## [LISTED RECORDS]
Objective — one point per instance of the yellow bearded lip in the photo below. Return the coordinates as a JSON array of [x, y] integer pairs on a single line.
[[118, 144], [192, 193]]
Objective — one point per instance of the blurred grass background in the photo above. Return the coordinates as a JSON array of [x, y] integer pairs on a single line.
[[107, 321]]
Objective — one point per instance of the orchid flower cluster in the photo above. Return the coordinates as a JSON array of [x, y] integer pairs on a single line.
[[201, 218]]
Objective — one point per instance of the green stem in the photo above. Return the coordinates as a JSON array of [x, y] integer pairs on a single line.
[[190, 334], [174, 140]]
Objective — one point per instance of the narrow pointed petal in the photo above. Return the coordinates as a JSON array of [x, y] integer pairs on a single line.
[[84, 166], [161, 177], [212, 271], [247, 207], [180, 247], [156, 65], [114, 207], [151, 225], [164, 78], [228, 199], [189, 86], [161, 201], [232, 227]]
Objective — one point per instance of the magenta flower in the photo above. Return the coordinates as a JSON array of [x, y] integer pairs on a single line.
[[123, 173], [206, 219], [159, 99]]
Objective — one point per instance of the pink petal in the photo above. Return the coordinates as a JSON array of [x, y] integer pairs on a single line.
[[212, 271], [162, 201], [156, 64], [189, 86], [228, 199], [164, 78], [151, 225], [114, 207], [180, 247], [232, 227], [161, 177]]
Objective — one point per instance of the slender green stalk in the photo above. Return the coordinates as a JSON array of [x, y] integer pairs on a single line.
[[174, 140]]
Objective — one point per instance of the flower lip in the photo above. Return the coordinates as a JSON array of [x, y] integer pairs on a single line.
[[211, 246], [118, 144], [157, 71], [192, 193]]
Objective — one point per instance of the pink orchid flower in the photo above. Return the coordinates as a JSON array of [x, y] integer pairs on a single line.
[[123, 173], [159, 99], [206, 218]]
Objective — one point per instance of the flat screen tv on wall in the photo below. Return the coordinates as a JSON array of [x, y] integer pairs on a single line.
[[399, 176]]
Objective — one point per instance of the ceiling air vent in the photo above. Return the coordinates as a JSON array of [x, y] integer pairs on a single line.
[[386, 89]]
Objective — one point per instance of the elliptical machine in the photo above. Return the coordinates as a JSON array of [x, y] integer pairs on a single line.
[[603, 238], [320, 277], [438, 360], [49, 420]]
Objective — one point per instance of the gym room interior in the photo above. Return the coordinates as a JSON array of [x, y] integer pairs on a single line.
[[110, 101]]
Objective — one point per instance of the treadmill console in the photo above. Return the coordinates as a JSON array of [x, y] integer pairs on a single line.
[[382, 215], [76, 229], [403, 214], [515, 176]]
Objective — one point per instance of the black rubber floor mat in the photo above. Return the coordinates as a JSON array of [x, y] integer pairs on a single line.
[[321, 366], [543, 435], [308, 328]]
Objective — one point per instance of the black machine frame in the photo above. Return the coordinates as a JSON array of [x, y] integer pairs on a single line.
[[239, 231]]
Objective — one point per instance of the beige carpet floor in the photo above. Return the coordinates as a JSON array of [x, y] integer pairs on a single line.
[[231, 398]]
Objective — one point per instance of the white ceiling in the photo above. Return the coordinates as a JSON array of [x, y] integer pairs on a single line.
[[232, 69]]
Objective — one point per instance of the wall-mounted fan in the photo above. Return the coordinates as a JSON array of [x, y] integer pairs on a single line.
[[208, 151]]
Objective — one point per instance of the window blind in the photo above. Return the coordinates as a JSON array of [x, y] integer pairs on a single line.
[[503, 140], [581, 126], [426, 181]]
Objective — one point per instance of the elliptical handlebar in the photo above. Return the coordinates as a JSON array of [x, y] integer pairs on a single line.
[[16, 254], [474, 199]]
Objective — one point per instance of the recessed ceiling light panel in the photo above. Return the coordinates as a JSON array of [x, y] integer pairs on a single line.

## [SHORT TASK]
Copy every record above word for word, keeping each line as it stands.

## [EXPECTED OUTPUT]
Objective — one point per instance of the yellow bearded lip in the photo below. Return the coordinates as a JSON array of [x, y] integer pairs on a single line.
[[118, 144], [192, 193]]
Objective — one point per instance of the blurred grass background in the photo above. Return the coordinates as a JSON array of [x, y] integer pairs on a single line.
[[107, 321]]
Objective — one point per instance of the orchid flower cluster in the photo above. Return the coordinates as a JSON array of [x, y] integer pairs on a single line.
[[201, 218]]
Objective — one point per instance of the green stem in the photo above. Return the coordinates as a JSON array of [x, y] integer pairs on a single line.
[[190, 334], [174, 140]]
Objective — one point per instance of the narrow pointed petal in the photo above. Return the coordinates as a JSON array of [x, y] integer pairs on a single line.
[[84, 166], [161, 177], [212, 271], [247, 207], [180, 247], [156, 65], [114, 207], [151, 225], [164, 78], [228, 199], [189, 86], [161, 201], [232, 227]]
Objective — one point per instance of the magenta flower in the photo above. Return the coordinates as a JSON array of [x, y] integer pairs on a single line.
[[123, 173], [206, 219], [159, 99]]
Objective — one point per instance of the pink petal in the photo above. Return the coordinates as a JSON array of [x, y] integer pairs on a single line.
[[212, 271], [162, 201], [156, 64], [189, 86], [228, 199], [164, 78], [151, 225], [114, 207], [180, 247], [232, 227], [161, 177]]
Objective — one point per instance of the slender green stalk in the photo above. Return the coordinates as a JSON array of [x, y] integer pairs on a single line.
[[174, 140]]
Objective — one point per instance of the flower lip in the photo above. Return the coordinates as a JSON array of [x, y] integer pairs on a single line.
[[211, 246], [118, 144], [157, 71], [192, 193]]
Objective — one point per instance of the pink orchid flower in the photo above. Return the coordinates as a JSON array of [x, y] integer pairs on a single line.
[[123, 173], [159, 99], [206, 218]]
Objective — one point per instance of the flat screen tv on wall in the photo below. Return the coordinates as a JSON array of [x, y] integer pairs on a single line.
[[399, 176]]
Objective — one point per instance of the ceiling air vent in the photo above. Return the coordinates as a JSON array of [x, y] integer pairs on a single line.
[[386, 89]]
Objective — one point per instance of the elliptical machine in the photo above. Return the coordinates as a JSON array of [x, y] integer pairs on a single line.
[[603, 238], [320, 277], [438, 360], [49, 420]]
Objective — one point per instance of the gym room interior in the photo above. Return the coordinates as a JSON array of [x, y] integer pairs on a single line.
[[110, 101]]
Objective — one point per instance of the treadmill console in the photo above. Return the coordinates as a JSON array of [x, y] integer pairs on a single line.
[[382, 215], [76, 229], [403, 214], [515, 176]]
Objective — one point per instance of the black rubber floor mat in the photo above. Return the coordinates as a JSON array of [x, y] integer pairs on a single line.
[[321, 366], [543, 435], [308, 328]]
Objective — one point per instance of the black machine frame in the photo above. Return the coordinates as a JSON array of [x, y] integer pairs on a single line.
[[239, 231]]
Objective — one point per instance of the beige carpet floor in the photo above. Return the coordinates as a JSON array of [x, y] integer pairs on a single line.
[[231, 398]]
Objective — one point per instance of the white ceiling in the photo above. Return the coordinates as a JSON array of [x, y] integer pairs on a single line.
[[232, 69]]
Objective — one point per instance of the wall-mounted fan in the photo above. Return the coordinates as a JSON array of [x, y] integer pairs on a single line.
[[208, 151]]
Objective — one point per instance of the window blind in the photo above. Return the coordinates as a JSON array of [x, y] integer pairs on a single line.
[[503, 140], [581, 126], [426, 181]]
Objective — one point per instance of the elliptical handlebar in the photo above. Return the coordinates as a JSON array of [x, y] integer pairs on a single line.
[[16, 254], [474, 199]]
Objective — one point per instance of the recessed ceiling light panel in the photo above. Return the coordinates as a JSON array of [x, y] integer pairs on a single line.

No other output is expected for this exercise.